EXERCISE INSTRUCTIONS =
The required output is the complete data, repeated without alteration.

______________________________

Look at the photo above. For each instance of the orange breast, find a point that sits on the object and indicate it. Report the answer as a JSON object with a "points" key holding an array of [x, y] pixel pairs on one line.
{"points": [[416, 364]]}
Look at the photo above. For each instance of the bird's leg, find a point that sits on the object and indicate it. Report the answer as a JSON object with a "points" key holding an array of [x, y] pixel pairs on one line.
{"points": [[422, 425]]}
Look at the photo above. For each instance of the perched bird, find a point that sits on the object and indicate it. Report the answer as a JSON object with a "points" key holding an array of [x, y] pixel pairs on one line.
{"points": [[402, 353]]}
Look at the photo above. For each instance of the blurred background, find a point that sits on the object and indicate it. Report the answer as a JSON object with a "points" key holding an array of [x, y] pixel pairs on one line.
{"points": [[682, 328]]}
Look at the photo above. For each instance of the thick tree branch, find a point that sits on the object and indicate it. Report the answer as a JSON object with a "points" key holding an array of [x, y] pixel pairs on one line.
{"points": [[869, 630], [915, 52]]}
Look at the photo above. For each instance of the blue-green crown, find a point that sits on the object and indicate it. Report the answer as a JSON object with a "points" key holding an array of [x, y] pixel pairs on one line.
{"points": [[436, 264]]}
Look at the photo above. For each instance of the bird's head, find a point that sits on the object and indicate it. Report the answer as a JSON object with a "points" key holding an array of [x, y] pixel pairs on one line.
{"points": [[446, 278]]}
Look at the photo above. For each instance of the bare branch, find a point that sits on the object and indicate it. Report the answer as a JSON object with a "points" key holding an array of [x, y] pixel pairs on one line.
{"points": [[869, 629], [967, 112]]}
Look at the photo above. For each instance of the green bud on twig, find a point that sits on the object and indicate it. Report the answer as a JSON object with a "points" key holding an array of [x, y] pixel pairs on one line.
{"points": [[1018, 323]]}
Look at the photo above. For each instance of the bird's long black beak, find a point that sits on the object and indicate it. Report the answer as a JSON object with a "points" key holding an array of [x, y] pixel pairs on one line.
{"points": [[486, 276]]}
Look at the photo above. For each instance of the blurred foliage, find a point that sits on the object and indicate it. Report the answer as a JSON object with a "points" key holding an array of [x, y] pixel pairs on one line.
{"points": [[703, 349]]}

______________________________

EXERCISE RESULT =
Look at the photo above. For each instance of the orange breast, find a point that sits on the object and indicate it. Report the answer as a JSON object with a "points" key holding an array of [x, y] pixel pairs on one line.
{"points": [[416, 364]]}
Look at the photo above. For each instance of the bird's leg, find a point that sits on the object and indicate it. Report the answer as a JSON object with a "points" key holding an array of [x, y] pixel pairs on one line.
{"points": [[422, 425]]}
Look at the photo above. For each instance of the perched bird, find a point that sits on the object and indicate it. Report the answer as a JSON object with a "points" key holding an array of [x, y] pixel pairs on one line.
{"points": [[402, 353]]}
Look at the photo above. For each instance of the blurred background, find a point that sits on the object and indicate it. Report the answer as a JSON object with a "points" key holding an array of [x, y] pixel pairs on one line.
{"points": [[682, 328]]}
Look at the photo above. For each instance of the thick tree branch, find a point that sits on the object and indicate it. Report the answer as a JSON object with a "points" key holding an array of [x, y] pixel pairs on one line.
{"points": [[869, 630], [915, 52]]}
Look at the photo above. For each instance of the blue-green crown, find a point that sits on the object and indicate it. Report the answer as a JSON object with a "points" key holding an array of [x, y] pixel pairs on one line.
{"points": [[436, 264]]}
Look at the photo above. For each instance of the bird's head, find a point that sits on the object and indicate it. Report the answer as a JSON object with a "points" key holding an array of [x, y] pixel pairs on one line.
{"points": [[446, 278]]}
Look at the photo above. For each instance of the bare branch, find a point that sits on the object and indicate it. Report the answer as a JSON object with a "points" key holding an array of [x, y] pixel pairs on one line.
{"points": [[869, 629], [967, 112]]}
Look at the photo above. For each instance of the green bud on twig, find a point that sits on the object and indicate it. Report the answer as a JSON object with a "points" key holding an array of [x, y] pixel pairs on one line.
{"points": [[1018, 323]]}
Look at the photo above. For each instance of the bird's long black beak, find a point that sits on the object and indicate it. Report the answer as a JSON object with a "points" key holding an array of [x, y] pixel pairs on one line.
{"points": [[486, 276]]}
Look at the photo above. For each instance of the blurred foliage, find a point that sits on the object and indicate it. Report the answer as a JSON object with a "points" key holding an array of [x, y] pixel pairs on one line.
{"points": [[703, 349]]}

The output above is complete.